* **OBJECTIVES**
A – Echo the passage from the article on data centers and water security, starting with "In order to" and going on through "century IT operations.".
B – Answer these questions using the article on data centers and water security:
(i) Which country holds the majority of the world's data centers?
(ii) What date appears at the top of the article?
(iii) What do data centers generate as a result of their day-to-day operations?
-- Start of EXCERPTED TEXT --
Saturday, July 20, 2024

Data Centres & Water Security: Risks & Solutions

As convenient as it very well may be for people to live in the digital age, the same cannot be said for the environment and the ecological footprint of technology is certainly not something to be ignored, particularly as time goes on and the world becomes increasingly connected in this regard.

In order to facilitate all this connectivity and to drive the emergence of new and innovative tech, data centres are essential, fully equipped with technology like servers, networking equipment, storage devices and so on that manage and distribute vast amounts of data across a range of devices and locations on a global scale.

There are thousands of these data centres all over the world, the majority of which are located in the US, followed by Germany, the UK and China, all designed to meet the needs of specific data storage, processing and distribution applications to provide the necessary support for 21st century IT operations.

These data centres contain multiple servers, storage devices and other hardware to allow communication and provide data access – and they generate a significant amount of heat as a result of their day-to-day operations.
-- End of EXCERPTED TEXT --
-- Start of DATASET EXTRACT --
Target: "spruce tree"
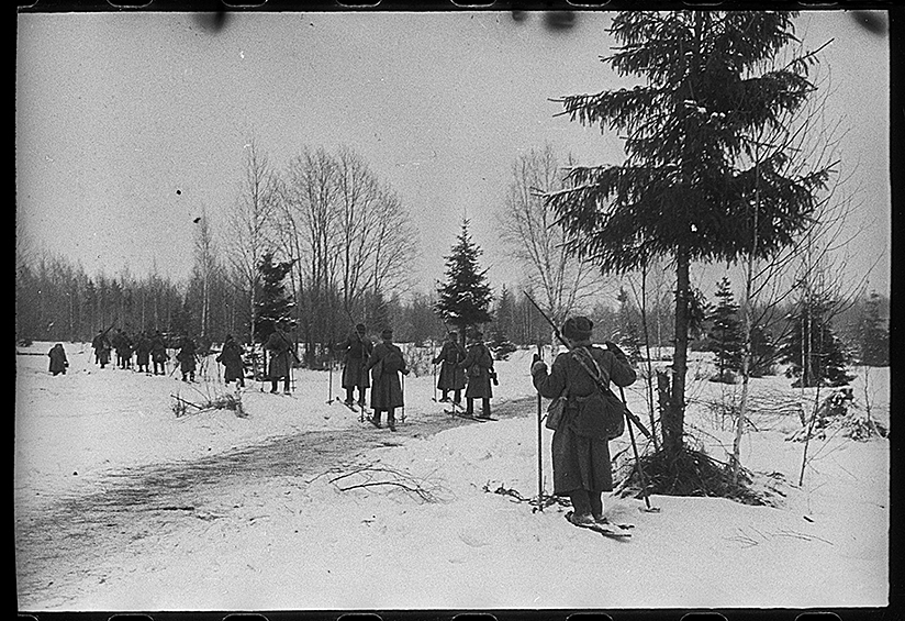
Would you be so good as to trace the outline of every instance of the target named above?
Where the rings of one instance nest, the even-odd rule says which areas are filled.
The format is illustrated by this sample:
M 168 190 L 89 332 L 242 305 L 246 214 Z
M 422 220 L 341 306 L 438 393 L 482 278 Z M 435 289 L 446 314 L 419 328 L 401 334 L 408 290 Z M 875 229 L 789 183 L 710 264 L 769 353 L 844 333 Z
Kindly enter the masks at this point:
M 446 282 L 437 289 L 439 299 L 435 306 L 446 323 L 459 329 L 462 343 L 469 326 L 492 319 L 488 309 L 493 291 L 487 281 L 487 270 L 481 270 L 478 265 L 480 255 L 481 249 L 468 233 L 468 220 L 463 220 L 457 243 L 446 257 Z
M 617 46 L 604 60 L 637 84 L 560 100 L 571 120 L 623 137 L 626 152 L 622 164 L 570 168 L 566 189 L 546 195 L 570 251 L 605 273 L 661 257 L 675 266 L 673 373 L 662 395 L 672 456 L 684 447 L 692 263 L 736 260 L 750 252 L 755 226 L 758 258 L 790 246 L 827 184 L 828 168 L 803 164 L 795 145 L 759 148 L 764 134 L 787 134 L 816 90 L 814 56 L 773 62 L 796 41 L 795 16 L 619 12 L 610 27 Z
M 853 377 L 846 373 L 849 355 L 829 321 L 829 300 L 800 300 L 789 315 L 791 329 L 780 347 L 780 359 L 789 363 L 785 375 L 794 387 L 845 386 Z
M 718 300 L 707 318 L 711 329 L 707 331 L 707 348 L 716 354 L 715 381 L 733 382 L 733 374 L 741 369 L 741 351 L 744 335 L 738 319 L 738 304 L 735 303 L 729 279 L 724 277 L 717 282 Z
M 637 310 L 633 309 L 625 287 L 619 287 L 616 301 L 619 302 L 618 345 L 634 364 L 641 359 L 640 337 L 638 335 L 640 331 L 638 330 L 638 322 L 636 321 Z
M 283 280 L 292 268 L 293 262 L 275 260 L 273 253 L 265 253 L 258 264 L 260 273 L 261 291 L 258 301 L 255 303 L 255 340 L 258 343 L 266 343 L 272 334 L 277 324 L 286 321 L 290 326 L 295 325 L 292 319 L 292 309 L 295 303 L 286 291 Z
M 859 330 L 860 362 L 867 366 L 890 365 L 890 328 L 883 317 L 880 295 L 871 292 Z

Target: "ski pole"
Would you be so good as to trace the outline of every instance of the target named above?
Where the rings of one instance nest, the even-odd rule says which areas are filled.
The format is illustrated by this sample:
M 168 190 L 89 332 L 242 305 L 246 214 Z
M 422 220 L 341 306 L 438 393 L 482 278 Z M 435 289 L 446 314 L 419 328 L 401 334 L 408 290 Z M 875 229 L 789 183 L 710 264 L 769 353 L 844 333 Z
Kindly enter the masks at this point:
M 537 344 L 537 355 L 543 359 L 544 350 Z M 544 511 L 544 429 L 541 426 L 540 390 L 537 391 L 537 511 Z
M 619 397 L 622 397 L 623 403 L 625 403 L 625 390 L 623 390 L 622 386 L 619 386 Z M 644 496 L 645 499 L 645 511 L 647 511 L 648 513 L 656 513 L 660 511 L 660 508 L 650 506 L 650 498 L 648 498 L 647 496 L 647 479 L 645 478 L 645 472 L 641 467 L 641 459 L 638 456 L 638 445 L 635 442 L 635 430 L 632 429 L 632 421 L 628 420 L 628 415 L 626 415 L 625 418 L 625 424 L 628 428 L 628 437 L 632 441 L 632 451 L 634 451 L 635 453 L 635 467 L 638 468 L 638 477 L 641 479 L 641 496 Z
M 436 356 L 435 356 L 436 357 Z M 437 363 L 434 363 L 434 402 L 437 402 Z
M 333 398 L 333 343 L 329 344 L 329 357 L 327 364 L 329 365 L 329 385 L 327 387 L 327 406 L 332 404 Z
M 402 375 L 400 375 L 400 378 L 402 379 L 402 415 L 400 417 L 400 420 L 402 422 L 405 422 L 405 374 L 403 373 Z

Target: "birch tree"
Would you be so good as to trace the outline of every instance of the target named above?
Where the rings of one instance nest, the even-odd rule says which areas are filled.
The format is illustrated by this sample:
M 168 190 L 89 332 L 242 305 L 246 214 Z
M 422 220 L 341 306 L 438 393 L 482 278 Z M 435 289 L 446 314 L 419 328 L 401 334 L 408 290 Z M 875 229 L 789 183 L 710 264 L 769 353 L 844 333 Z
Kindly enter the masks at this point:
M 568 234 L 555 226 L 556 214 L 543 195 L 562 188 L 563 173 L 552 147 L 530 149 L 512 165 L 512 180 L 499 221 L 509 254 L 524 269 L 528 288 L 556 325 L 599 293 L 603 277 L 594 265 L 576 260 Z M 558 343 L 551 339 L 554 346 Z

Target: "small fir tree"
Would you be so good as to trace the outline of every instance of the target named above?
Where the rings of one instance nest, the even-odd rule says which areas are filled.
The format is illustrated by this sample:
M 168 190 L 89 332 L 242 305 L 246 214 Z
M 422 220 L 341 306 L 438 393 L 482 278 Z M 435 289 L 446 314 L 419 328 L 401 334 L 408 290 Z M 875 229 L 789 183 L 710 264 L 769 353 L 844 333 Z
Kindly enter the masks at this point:
M 717 303 L 707 318 L 707 348 L 716 355 L 715 381 L 731 382 L 733 374 L 741 369 L 744 335 L 738 320 L 738 304 L 733 298 L 729 279 L 724 277 L 716 288 Z
M 286 291 L 283 280 L 292 268 L 292 260 L 278 262 L 272 253 L 266 253 L 258 265 L 261 277 L 261 291 L 256 302 L 255 310 L 255 340 L 258 343 L 267 342 L 267 339 L 276 331 L 277 324 L 281 321 L 288 322 L 294 328 L 295 321 L 292 319 L 292 309 L 295 303 Z
M 493 291 L 487 281 L 487 270 L 478 266 L 481 249 L 471 241 L 468 220 L 462 221 L 462 230 L 446 257 L 446 282 L 437 292 L 436 311 L 440 318 L 459 329 L 459 337 L 465 343 L 469 326 L 488 323 L 492 317 L 489 308 Z
M 493 328 L 489 343 L 489 347 L 498 361 L 505 361 L 516 350 L 515 345 L 509 340 L 512 312 L 512 295 L 503 285 L 500 290 L 500 300 L 496 302 L 496 311 L 493 313 Z
M 751 328 L 751 366 L 748 373 L 751 377 L 774 375 L 776 346 L 772 337 L 761 326 Z
M 786 377 L 793 387 L 843 386 L 853 377 L 846 373 L 849 355 L 829 321 L 831 303 L 814 296 L 800 300 L 790 314 L 789 335 L 780 347 L 780 359 L 789 363 Z

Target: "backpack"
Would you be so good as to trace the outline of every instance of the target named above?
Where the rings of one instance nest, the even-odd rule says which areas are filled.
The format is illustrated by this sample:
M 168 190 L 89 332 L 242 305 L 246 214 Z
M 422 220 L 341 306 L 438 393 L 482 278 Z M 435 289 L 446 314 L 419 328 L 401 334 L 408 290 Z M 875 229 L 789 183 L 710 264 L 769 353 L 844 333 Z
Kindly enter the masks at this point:
M 383 357 L 384 373 L 399 373 L 405 368 L 405 358 L 402 357 L 402 352 L 393 347 Z
M 576 433 L 595 440 L 615 440 L 625 433 L 626 404 L 610 388 L 605 390 L 603 372 L 590 353 L 578 351 L 572 357 L 595 379 L 594 391 L 586 397 L 574 397 L 578 403 Z M 590 361 L 591 364 L 588 363 Z

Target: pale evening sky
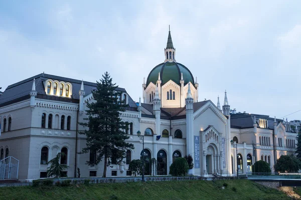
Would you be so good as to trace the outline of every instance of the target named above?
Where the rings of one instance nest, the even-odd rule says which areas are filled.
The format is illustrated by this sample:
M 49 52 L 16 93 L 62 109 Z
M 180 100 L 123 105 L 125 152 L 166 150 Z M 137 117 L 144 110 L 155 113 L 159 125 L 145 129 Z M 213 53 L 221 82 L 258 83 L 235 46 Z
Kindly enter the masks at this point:
M 301 110 L 301 2 L 2 0 L 0 87 L 45 72 L 95 82 L 108 71 L 138 101 L 164 61 L 177 61 L 199 100 L 227 90 L 231 108 L 280 118 Z M 286 117 L 285 117 L 286 118 Z M 301 120 L 301 111 L 287 116 Z

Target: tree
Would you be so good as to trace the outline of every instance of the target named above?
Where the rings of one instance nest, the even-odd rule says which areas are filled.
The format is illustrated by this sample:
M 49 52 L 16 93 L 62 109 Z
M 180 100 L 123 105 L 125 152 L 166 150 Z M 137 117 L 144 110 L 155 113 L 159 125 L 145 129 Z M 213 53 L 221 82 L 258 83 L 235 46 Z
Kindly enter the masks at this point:
M 301 160 L 301 134 L 298 134 L 297 136 L 297 148 L 295 154 L 296 154 L 297 158 Z
M 129 162 L 128 170 L 130 172 L 131 174 L 135 176 L 140 175 L 142 172 L 142 162 L 139 159 L 133 160 Z
M 102 75 L 100 82 L 97 82 L 96 89 L 92 92 L 95 102 L 87 103 L 87 118 L 84 120 L 88 122 L 79 123 L 89 128 L 80 132 L 87 136 L 87 147 L 80 153 L 96 152 L 95 160 L 86 162 L 90 166 L 104 160 L 102 177 L 106 177 L 107 166 L 112 161 L 121 162 L 126 150 L 134 148 L 133 144 L 125 142 L 129 136 L 123 130 L 128 128 L 128 123 L 121 122 L 119 114 L 127 105 L 121 100 L 121 92 L 115 90 L 117 87 L 107 72 Z
M 191 155 L 185 156 L 184 158 L 187 160 L 188 166 L 189 166 L 189 170 L 191 170 L 194 167 L 193 164 L 193 159 Z
M 58 153 L 55 158 L 49 160 L 47 163 L 47 164 L 50 164 L 50 166 L 47 168 L 47 177 L 57 178 L 66 176 L 66 174 L 63 173 L 63 171 L 68 170 L 69 166 L 60 164 L 61 156 L 64 157 L 64 156 L 65 156 L 65 154 Z
M 257 173 L 270 173 L 269 164 L 263 160 L 258 160 L 254 164 L 253 172 Z
M 291 156 L 281 156 L 277 160 L 274 166 L 275 171 L 280 172 L 296 172 L 301 168 L 301 162 Z
M 188 172 L 189 166 L 184 158 L 178 158 L 170 167 L 170 174 L 172 176 L 185 176 Z

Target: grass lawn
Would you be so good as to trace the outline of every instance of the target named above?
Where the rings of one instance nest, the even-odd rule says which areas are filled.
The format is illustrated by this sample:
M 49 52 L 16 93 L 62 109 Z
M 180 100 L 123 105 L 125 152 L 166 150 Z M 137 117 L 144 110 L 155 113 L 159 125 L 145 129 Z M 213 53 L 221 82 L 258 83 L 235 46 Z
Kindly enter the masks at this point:
M 227 184 L 222 190 L 223 184 Z M 0 188 L 1 200 L 289 200 L 245 180 L 141 182 Z

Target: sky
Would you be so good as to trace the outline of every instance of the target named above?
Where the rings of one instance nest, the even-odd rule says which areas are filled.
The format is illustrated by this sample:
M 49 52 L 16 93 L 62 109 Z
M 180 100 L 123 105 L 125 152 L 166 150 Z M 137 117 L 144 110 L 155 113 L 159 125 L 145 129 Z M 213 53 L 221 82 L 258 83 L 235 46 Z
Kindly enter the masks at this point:
M 43 72 L 96 82 L 106 71 L 138 102 L 165 60 L 169 25 L 177 61 L 199 101 L 301 120 L 301 2 L 0 1 L 0 87 Z

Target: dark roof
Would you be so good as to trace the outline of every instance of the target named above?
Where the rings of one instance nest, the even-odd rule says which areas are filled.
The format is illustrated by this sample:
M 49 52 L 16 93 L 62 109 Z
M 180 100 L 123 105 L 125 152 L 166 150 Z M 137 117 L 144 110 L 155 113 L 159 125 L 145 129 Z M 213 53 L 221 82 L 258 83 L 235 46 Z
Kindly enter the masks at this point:
M 43 73 L 9 86 L 3 92 L 3 94 L 0 96 L 0 106 L 12 104 L 12 102 L 16 102 L 16 100 L 22 99 L 22 100 L 24 100 L 24 98 L 26 98 L 25 99 L 30 98 L 29 94 L 32 88 L 34 78 L 36 80 L 36 90 L 38 96 L 41 96 L 41 95 L 39 96 L 39 94 L 46 96 L 43 82 L 49 78 L 70 82 L 72 85 L 71 99 L 79 100 L 78 92 L 80 90 L 81 80 Z M 84 81 L 84 90 L 85 96 L 90 94 L 92 90 L 96 89 L 96 86 L 97 84 L 95 82 Z M 116 90 L 122 92 L 126 92 L 124 88 L 117 88 Z M 130 107 L 137 108 L 135 102 L 130 96 L 129 96 L 128 97 L 129 106 Z M 57 99 L 57 100 L 62 100 L 63 98 L 70 100 L 70 98 L 61 97 L 56 98 L 56 100 Z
-- End of DATASET EXTRACT --
* **RESPONSES FOR EACH TASK**
A –
In order to facilitate all this connectivity and to drive the emergence of new and innovative tech, data centres are essential, fully equipped with technology like servers, networking equipment, storage devices and so on that manage and distribute vast amounts of data across a range of devices and locations on a global scale.

There are thousands of these data centres all over the world, the majority of which are located in the US, followed by Germany, the UK and China, all designed to meet the needs of specific data storage, processing and distribution applications to provide the necessary support for 21st century IT operations.

B –
(i) The US
(ii) Saturday, July 20, 2024
(iii) A significant amount of heat